Assigned task | All records are to be reproduced verbatim, with images omitted.
..............................
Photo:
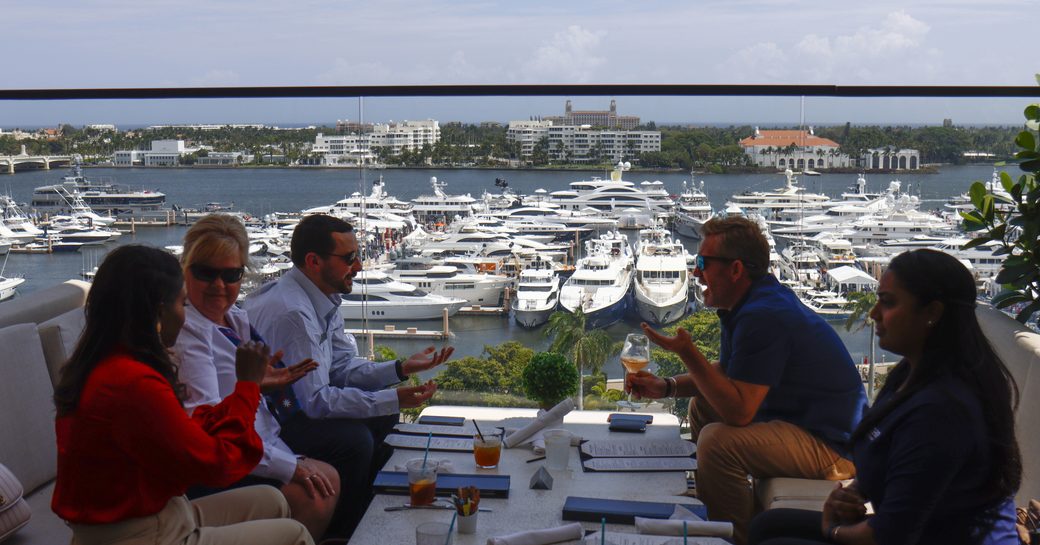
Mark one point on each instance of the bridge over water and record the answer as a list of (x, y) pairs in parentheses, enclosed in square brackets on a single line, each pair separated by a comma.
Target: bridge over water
[(8, 162)]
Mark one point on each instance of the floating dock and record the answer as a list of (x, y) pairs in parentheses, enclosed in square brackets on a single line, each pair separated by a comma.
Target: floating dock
[(392, 332)]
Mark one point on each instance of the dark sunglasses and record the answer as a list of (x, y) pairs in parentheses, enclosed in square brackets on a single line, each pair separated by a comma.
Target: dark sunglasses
[(347, 258), (208, 274), (702, 261)]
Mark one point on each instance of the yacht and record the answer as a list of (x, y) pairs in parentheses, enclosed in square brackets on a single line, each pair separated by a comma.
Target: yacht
[(100, 196), (378, 296), (615, 196), (803, 263), (15, 226), (357, 204), (828, 304), (538, 294), (475, 289), (693, 209), (441, 207), (600, 285), (772, 204), (661, 279)]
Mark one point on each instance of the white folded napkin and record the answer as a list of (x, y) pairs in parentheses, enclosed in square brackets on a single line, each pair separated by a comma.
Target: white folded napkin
[(541, 421), (541, 537), (694, 527), (443, 466)]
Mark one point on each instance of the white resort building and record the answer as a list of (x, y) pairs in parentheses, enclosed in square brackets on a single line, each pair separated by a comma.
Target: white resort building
[(581, 143), (359, 148)]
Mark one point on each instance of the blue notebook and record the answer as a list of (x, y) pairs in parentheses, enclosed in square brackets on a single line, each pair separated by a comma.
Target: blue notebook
[(622, 512)]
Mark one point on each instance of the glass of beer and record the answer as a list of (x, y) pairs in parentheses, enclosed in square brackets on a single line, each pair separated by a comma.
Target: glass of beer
[(488, 449), (421, 482), (635, 355)]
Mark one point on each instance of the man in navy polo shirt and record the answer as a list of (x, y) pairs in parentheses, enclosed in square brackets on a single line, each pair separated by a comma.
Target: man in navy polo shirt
[(784, 396)]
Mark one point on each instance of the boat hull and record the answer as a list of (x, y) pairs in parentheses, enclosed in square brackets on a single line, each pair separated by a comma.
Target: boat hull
[(533, 318), (396, 311), (661, 313), (609, 314), (687, 227)]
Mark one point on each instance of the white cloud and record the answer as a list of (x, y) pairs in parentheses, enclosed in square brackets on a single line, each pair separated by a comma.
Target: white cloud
[(894, 50), (763, 62), (569, 57)]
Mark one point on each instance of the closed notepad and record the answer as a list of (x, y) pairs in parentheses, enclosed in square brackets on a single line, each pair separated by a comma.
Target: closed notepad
[(622, 512)]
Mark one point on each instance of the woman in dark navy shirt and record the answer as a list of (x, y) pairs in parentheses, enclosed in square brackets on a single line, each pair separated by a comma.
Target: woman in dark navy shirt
[(936, 456)]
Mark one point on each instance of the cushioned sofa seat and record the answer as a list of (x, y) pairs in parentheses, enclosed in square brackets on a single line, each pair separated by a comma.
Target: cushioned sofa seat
[(1019, 348), (27, 443)]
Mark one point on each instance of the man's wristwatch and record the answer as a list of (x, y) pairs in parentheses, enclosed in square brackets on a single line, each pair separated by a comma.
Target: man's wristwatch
[(669, 386)]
..............................
Worked solution |
Photo:
Mark one point on each instance of the bridge over water and record the answer as a list of (x, y) pairs in parentheses, enclosed in square brackets on a single line, each pair separated by a comma.
Target: bridge over water
[(8, 162)]
Mark one point on each instance of the floating dock and record the answer as a list of (x, y) pairs in parentheses, enclosed in square brackets on a single line, each pair separated by a comma.
Target: floating dock
[(392, 332)]
Mark one point on each instance of the dark sunglasses and record the answer as a list of (x, y) pairs in parentheses, enclosed in square brackets on a single line, each pair separated by a comma.
Target: dark sunglasses
[(347, 258), (208, 274), (702, 261)]
Mark one point on each instance of the yacht and record the answer as a list of (x, y) pairs in parentheses, enclosed in square brackets on a single line, each pair separated by a comma.
Target: yacht
[(100, 196), (378, 296), (615, 196), (803, 263), (15, 226), (357, 204), (828, 304), (538, 294), (475, 289), (693, 209), (441, 207), (600, 285), (772, 204), (661, 279)]
Mark one point on each instance of the white folded napkin and record the answer as a list of (x, y) pairs in parentheses, enclosed in square brackets on a single line, each pair separated by a comma.
Target: white folded napkin
[(541, 421), (541, 537), (694, 527), (443, 466)]
Mark one point on each instance of the white resort building and record the answer as a list of (x, y) pairs in parentheses, enclosed in square brackets on a single line, each pair separated by a comma.
Target: white resort building
[(581, 143), (359, 148)]
Mark one point on each instance of the blue notebook and record the answer as a list of (x, y) pairs in parentheses, enclosed in square brackets on a single line, each pair separated by a comma.
Target: blue notebook
[(622, 512)]
Mark one point on each instance of the glass of beer and record the answer as a list of (x, y) pairs in parentheses, enclosed in square brackets on a single line, each pair separated by a comma.
Target: glass of beer
[(488, 449), (421, 482), (635, 355)]
Mark one point on each instance of the man in navy polo shirt and record the answer as a list of (x, y) pairs in parentheses, enclosed in square brackets on a single line, each pair separated by a comma.
Target: man in navy polo shirt
[(784, 396)]
Mark one point on each instance of the boat hull and record the answer as a list of (x, y) pairs in parentheses, enclosed in square brackets on a single line, each pair separated by a comma.
Target: boat hull
[(533, 318), (396, 311), (661, 313), (609, 314), (687, 227)]
Mark one point on each instance of the white cloud and record the answer as a list of (x, y) pairs in parentheses, enclosed in square brackets on a single line, each pair separated by a comma.
Target: white cloud
[(894, 50), (763, 62), (569, 57)]
Mark one point on each instance of the closed notepad and record the answer as a list of (x, y) pairs in parentheses, enclosed in square brackets on a single line, each pair separated by a comma.
Target: closed notepad
[(622, 512)]
Mark one point on each instance of the woman in dark navy shirt and record the answer as a list of (x, y) pairs in parentheses, enclosed in square brackets on a single line, each pair separated by a comma.
Target: woman in dark navy shirt
[(936, 456)]
Mark one point on each instance of the cushioned sofa seat and record the answer as a list of (x, y) pairs in parentheses, enclosed in square brackets on a single line, each pair separated by a comma.
Target: cushioned sofa seat
[(1019, 348), (27, 443)]
Mark one point on each instance of the man's wristwatch and record the answer as a list of (x, y) pairs in parentheses, enclosed in square brackets on a single line, each pair separated by a comma.
Target: man's wristwatch
[(669, 386)]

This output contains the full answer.